How many lines in the entries below contain the word "Segment"? Reply with the number alone.

********************

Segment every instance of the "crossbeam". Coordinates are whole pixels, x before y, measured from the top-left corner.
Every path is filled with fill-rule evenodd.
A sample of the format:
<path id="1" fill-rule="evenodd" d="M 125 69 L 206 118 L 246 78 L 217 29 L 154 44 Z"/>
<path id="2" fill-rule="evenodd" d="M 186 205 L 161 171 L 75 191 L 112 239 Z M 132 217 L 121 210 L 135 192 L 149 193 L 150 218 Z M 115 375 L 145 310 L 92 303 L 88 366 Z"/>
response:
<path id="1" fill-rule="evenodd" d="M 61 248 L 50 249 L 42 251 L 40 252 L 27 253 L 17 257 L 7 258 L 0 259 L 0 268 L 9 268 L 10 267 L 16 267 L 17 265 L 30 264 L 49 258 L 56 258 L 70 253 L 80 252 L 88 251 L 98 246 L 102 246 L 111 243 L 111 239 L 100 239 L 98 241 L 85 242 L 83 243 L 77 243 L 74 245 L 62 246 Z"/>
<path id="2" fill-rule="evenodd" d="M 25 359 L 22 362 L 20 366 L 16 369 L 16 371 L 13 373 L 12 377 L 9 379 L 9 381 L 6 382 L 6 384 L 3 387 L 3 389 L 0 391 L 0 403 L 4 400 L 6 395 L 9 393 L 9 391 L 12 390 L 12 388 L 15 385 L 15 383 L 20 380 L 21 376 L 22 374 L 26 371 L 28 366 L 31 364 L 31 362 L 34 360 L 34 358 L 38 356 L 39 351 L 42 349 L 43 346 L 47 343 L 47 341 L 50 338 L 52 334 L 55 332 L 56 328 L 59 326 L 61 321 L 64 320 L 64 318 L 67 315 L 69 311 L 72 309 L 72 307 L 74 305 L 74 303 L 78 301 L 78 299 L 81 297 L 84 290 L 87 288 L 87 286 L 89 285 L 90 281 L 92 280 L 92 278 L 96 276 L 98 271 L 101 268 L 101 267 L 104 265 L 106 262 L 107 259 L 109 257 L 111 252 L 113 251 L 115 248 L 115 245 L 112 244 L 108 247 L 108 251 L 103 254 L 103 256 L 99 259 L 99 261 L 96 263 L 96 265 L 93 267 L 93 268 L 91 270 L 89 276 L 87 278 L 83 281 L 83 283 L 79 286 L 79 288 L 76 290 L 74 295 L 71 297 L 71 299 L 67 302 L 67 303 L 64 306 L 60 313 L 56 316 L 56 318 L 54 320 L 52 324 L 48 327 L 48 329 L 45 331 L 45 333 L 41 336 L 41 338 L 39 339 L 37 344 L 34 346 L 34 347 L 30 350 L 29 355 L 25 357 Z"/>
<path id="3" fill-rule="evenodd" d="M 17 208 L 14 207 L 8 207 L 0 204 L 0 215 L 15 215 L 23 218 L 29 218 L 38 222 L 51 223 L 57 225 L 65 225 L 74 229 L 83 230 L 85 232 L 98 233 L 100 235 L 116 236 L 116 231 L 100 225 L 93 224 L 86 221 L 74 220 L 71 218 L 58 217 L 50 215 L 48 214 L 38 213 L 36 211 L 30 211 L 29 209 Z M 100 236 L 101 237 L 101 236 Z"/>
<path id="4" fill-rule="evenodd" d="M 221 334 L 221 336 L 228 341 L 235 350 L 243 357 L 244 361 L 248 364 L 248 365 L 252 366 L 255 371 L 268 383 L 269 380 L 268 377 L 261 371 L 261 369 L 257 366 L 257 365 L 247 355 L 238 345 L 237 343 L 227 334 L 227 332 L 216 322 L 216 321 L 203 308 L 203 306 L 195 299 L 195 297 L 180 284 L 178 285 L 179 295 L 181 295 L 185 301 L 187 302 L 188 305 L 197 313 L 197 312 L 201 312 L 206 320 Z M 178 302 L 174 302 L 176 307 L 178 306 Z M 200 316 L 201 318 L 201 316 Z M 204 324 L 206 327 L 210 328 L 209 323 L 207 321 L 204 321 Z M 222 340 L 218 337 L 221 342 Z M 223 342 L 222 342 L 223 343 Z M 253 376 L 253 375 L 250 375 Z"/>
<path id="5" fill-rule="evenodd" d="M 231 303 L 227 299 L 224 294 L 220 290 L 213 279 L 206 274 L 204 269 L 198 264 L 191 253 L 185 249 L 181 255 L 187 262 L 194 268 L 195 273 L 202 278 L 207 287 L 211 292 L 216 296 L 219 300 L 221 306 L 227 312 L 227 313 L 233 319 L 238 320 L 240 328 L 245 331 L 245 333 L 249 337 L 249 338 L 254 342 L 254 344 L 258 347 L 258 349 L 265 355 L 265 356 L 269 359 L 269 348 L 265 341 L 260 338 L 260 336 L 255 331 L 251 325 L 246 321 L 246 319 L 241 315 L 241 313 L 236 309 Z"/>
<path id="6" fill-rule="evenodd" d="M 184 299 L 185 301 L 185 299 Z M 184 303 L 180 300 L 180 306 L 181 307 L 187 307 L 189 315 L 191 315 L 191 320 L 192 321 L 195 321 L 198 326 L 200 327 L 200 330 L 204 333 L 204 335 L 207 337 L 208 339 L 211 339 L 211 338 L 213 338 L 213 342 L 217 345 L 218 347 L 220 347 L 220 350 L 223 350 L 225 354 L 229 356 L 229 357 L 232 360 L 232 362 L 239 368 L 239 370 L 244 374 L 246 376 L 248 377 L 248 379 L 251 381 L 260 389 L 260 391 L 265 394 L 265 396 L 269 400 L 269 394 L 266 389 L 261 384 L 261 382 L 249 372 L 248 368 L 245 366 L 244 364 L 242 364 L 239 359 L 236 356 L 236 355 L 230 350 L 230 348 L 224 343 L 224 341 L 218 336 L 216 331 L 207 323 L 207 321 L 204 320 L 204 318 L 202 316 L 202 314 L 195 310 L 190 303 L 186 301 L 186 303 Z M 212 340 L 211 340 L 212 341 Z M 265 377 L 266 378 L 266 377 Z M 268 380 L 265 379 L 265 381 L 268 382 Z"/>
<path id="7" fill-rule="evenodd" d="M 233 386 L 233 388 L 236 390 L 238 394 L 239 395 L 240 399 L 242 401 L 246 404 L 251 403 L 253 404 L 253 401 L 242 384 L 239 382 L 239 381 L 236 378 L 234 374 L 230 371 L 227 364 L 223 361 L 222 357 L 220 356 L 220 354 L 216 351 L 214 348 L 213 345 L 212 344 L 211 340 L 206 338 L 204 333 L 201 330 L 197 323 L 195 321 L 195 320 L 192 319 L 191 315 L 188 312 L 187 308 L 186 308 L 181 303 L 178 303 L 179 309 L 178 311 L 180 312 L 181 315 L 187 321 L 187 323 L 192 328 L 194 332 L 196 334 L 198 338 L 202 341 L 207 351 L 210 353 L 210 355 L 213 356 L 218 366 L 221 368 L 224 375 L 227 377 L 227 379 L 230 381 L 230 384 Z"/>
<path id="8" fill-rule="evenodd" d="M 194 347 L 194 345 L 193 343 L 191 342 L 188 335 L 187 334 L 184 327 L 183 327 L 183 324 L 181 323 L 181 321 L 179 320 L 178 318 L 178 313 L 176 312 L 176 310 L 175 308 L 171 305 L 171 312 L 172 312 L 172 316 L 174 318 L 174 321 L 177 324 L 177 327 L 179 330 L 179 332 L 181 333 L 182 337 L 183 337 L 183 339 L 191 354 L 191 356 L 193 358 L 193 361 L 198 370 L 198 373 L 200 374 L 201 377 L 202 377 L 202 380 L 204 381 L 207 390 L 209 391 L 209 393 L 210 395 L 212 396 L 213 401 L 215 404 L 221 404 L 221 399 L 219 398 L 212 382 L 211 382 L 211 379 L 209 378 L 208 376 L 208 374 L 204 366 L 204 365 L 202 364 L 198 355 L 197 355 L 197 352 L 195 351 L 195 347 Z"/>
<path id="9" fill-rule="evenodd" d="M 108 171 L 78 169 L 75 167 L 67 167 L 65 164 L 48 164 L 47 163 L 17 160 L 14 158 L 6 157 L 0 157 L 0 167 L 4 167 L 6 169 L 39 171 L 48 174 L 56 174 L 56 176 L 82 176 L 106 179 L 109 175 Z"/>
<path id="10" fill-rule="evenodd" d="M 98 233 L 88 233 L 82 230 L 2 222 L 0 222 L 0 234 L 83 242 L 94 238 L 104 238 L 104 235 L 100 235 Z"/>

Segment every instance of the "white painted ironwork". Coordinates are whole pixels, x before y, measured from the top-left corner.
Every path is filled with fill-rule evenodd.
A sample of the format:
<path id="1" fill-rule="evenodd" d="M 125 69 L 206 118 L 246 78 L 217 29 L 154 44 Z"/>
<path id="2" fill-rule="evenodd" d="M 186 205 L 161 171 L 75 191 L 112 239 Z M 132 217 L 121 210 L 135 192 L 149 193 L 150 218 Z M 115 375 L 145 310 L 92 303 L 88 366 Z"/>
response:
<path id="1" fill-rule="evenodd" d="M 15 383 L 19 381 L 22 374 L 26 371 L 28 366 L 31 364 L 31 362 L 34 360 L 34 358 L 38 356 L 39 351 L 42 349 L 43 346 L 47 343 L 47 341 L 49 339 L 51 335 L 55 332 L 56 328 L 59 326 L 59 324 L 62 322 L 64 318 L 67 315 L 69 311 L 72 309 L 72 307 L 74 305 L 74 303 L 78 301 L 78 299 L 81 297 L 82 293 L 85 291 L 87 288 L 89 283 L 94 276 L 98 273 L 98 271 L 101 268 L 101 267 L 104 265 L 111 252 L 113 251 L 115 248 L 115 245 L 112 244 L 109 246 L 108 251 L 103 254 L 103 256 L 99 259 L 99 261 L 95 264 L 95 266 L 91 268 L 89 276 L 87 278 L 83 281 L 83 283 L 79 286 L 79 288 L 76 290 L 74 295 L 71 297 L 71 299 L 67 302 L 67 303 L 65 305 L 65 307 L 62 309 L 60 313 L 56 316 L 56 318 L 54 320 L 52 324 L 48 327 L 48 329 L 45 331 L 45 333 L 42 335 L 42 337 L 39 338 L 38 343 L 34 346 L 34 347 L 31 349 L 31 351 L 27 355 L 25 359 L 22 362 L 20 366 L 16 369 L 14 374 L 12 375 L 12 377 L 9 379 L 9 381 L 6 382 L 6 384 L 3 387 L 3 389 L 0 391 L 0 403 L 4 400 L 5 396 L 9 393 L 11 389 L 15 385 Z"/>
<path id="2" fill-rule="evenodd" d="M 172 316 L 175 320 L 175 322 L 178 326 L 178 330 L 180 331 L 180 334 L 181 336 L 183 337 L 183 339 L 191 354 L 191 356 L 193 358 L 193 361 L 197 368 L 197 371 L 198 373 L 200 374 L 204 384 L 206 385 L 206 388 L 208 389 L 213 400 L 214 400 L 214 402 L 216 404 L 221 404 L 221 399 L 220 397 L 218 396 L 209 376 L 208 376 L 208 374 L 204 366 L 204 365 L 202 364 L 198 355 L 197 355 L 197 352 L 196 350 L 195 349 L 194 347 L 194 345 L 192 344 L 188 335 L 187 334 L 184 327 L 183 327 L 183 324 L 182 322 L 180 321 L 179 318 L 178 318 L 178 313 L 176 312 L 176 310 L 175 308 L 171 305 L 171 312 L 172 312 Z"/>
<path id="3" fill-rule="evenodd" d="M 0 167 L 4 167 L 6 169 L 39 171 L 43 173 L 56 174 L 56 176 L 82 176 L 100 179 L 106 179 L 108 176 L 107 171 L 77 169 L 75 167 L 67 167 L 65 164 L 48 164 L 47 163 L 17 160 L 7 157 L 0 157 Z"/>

********************

**RESPONSE:**
2